Required work:
Exactly retype the lines from the top of the data through the line containing "# indicate a point on each instance of the light", leaving out every picture.

Referring expression pointing data:
==============================

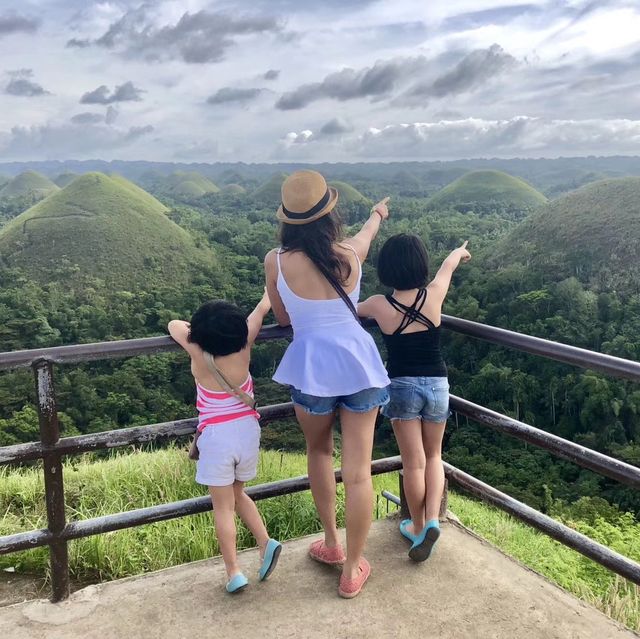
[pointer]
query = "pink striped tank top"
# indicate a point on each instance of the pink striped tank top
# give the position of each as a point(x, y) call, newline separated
point(217, 407)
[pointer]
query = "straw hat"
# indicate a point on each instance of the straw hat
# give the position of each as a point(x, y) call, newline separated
point(305, 198)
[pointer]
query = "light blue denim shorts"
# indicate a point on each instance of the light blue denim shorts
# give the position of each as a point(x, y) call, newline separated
point(425, 398)
point(361, 402)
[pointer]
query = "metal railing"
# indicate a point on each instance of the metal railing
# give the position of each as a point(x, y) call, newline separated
point(51, 448)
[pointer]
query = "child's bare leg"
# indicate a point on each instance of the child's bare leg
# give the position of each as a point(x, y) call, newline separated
point(432, 434)
point(223, 499)
point(408, 434)
point(248, 512)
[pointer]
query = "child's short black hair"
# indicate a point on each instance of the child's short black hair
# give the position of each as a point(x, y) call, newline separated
point(403, 262)
point(219, 328)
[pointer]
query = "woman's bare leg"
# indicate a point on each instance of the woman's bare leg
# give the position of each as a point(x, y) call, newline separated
point(318, 433)
point(357, 447)
point(248, 512)
point(224, 515)
point(432, 434)
point(409, 435)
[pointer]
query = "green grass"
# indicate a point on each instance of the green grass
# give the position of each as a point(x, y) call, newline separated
point(270, 193)
point(134, 480)
point(187, 184)
point(234, 189)
point(347, 193)
point(109, 228)
point(65, 178)
point(29, 183)
point(592, 233)
point(613, 595)
point(479, 189)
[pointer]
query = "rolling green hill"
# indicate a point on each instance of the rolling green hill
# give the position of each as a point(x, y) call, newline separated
point(483, 191)
point(592, 233)
point(234, 189)
point(65, 178)
point(187, 184)
point(270, 193)
point(107, 226)
point(29, 183)
point(347, 194)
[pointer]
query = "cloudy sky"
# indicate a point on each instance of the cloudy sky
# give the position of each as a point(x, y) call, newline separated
point(330, 80)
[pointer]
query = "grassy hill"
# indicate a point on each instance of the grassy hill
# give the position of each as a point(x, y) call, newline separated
point(234, 189)
point(65, 178)
point(592, 233)
point(347, 194)
point(270, 193)
point(483, 191)
point(187, 184)
point(30, 184)
point(107, 226)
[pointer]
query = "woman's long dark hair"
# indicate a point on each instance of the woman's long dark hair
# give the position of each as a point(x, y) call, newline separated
point(316, 241)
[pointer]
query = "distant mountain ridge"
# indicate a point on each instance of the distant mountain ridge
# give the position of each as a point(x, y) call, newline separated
point(484, 190)
point(29, 183)
point(592, 233)
point(110, 229)
point(549, 176)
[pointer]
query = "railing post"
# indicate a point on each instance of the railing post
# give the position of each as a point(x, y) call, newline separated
point(404, 507)
point(444, 502)
point(53, 481)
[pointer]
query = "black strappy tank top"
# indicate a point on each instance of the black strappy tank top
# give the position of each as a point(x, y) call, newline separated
point(414, 354)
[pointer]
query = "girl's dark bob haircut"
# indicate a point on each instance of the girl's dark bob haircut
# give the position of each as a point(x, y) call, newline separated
point(219, 328)
point(403, 262)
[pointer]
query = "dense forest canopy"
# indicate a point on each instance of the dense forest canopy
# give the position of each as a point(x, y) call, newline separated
point(126, 261)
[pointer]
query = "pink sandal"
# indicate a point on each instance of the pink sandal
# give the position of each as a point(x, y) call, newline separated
point(350, 588)
point(326, 555)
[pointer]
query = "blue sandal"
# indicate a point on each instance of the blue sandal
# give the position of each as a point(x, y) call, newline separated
point(425, 541)
point(404, 532)
point(237, 583)
point(271, 556)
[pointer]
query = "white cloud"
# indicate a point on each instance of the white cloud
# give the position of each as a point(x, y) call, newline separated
point(564, 81)
point(77, 139)
point(472, 137)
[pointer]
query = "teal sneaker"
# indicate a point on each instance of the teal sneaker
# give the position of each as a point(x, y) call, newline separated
point(237, 583)
point(425, 541)
point(404, 525)
point(271, 556)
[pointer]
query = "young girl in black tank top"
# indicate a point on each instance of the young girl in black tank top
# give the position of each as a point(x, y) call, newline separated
point(409, 319)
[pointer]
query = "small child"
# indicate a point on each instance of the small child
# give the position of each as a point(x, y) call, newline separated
point(229, 432)
point(409, 319)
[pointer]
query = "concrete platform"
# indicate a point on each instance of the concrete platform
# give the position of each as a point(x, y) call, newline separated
point(467, 589)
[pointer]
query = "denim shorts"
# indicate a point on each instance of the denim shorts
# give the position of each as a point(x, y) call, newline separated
point(424, 398)
point(361, 402)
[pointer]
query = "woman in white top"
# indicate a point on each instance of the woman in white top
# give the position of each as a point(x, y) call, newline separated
point(332, 366)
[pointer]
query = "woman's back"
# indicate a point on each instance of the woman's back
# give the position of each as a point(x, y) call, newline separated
point(311, 301)
point(305, 280)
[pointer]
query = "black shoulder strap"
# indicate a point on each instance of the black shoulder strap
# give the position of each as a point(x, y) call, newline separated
point(411, 313)
point(339, 290)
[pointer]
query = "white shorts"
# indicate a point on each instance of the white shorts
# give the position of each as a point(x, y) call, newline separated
point(228, 452)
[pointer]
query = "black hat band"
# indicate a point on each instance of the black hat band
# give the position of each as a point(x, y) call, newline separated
point(312, 211)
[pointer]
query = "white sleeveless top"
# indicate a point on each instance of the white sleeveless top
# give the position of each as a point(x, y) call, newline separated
point(331, 354)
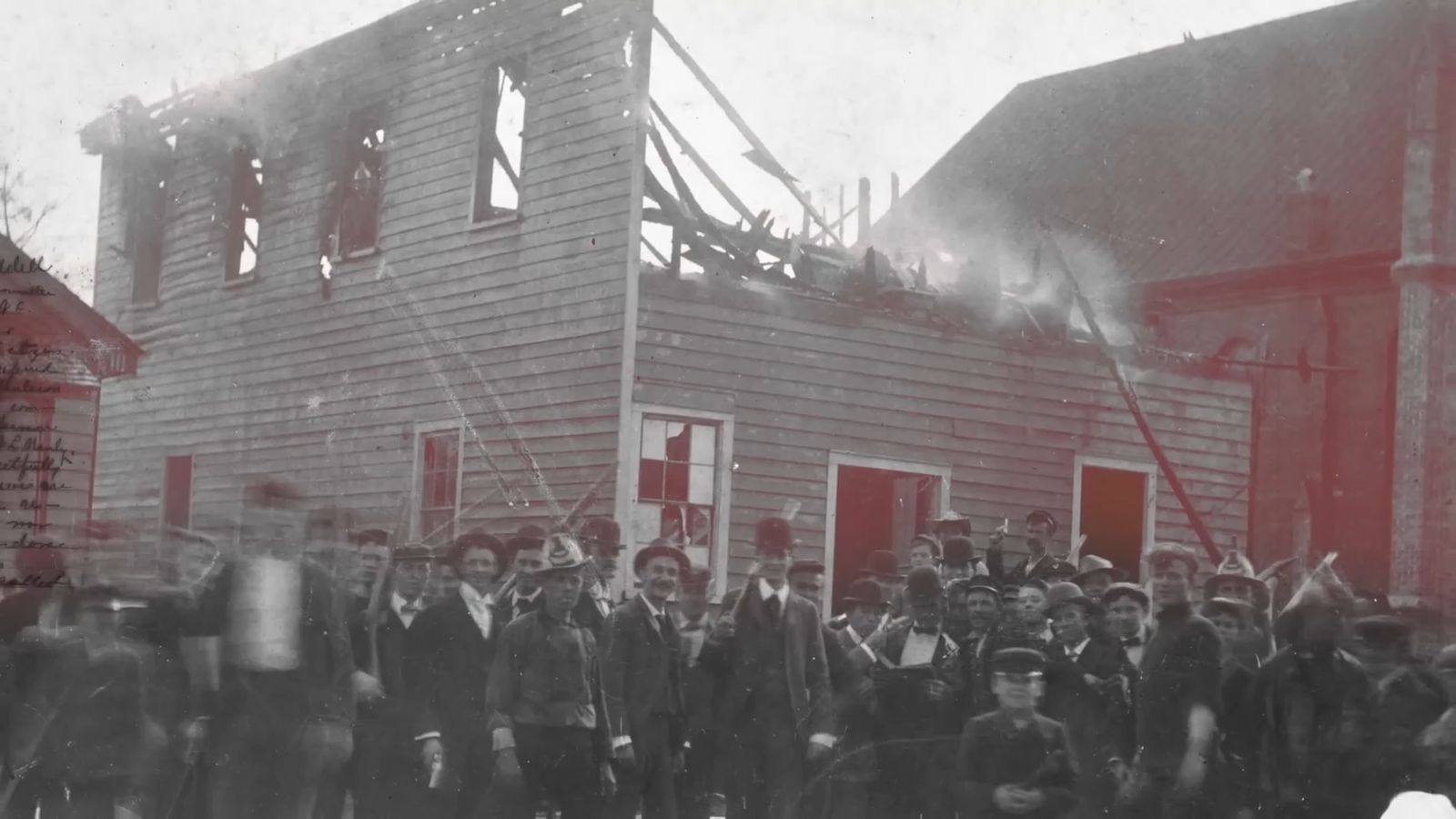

==============================

Answer section:
[pointer]
query = "pink striped tank top"
# indicate a point on each instance of the pink striped tank top
# give the position of each as a point(x, y) call, newline separated
point(217, 407)
[pointer]
query = "straw hat"
# indicate a point on each instance of the straw hat
# give the position of each as a point(x, y) call, newline separated
point(305, 198)
[pointer]
query = "light blue denim shorts"
# indicate a point on each instance of the light blue denim shorts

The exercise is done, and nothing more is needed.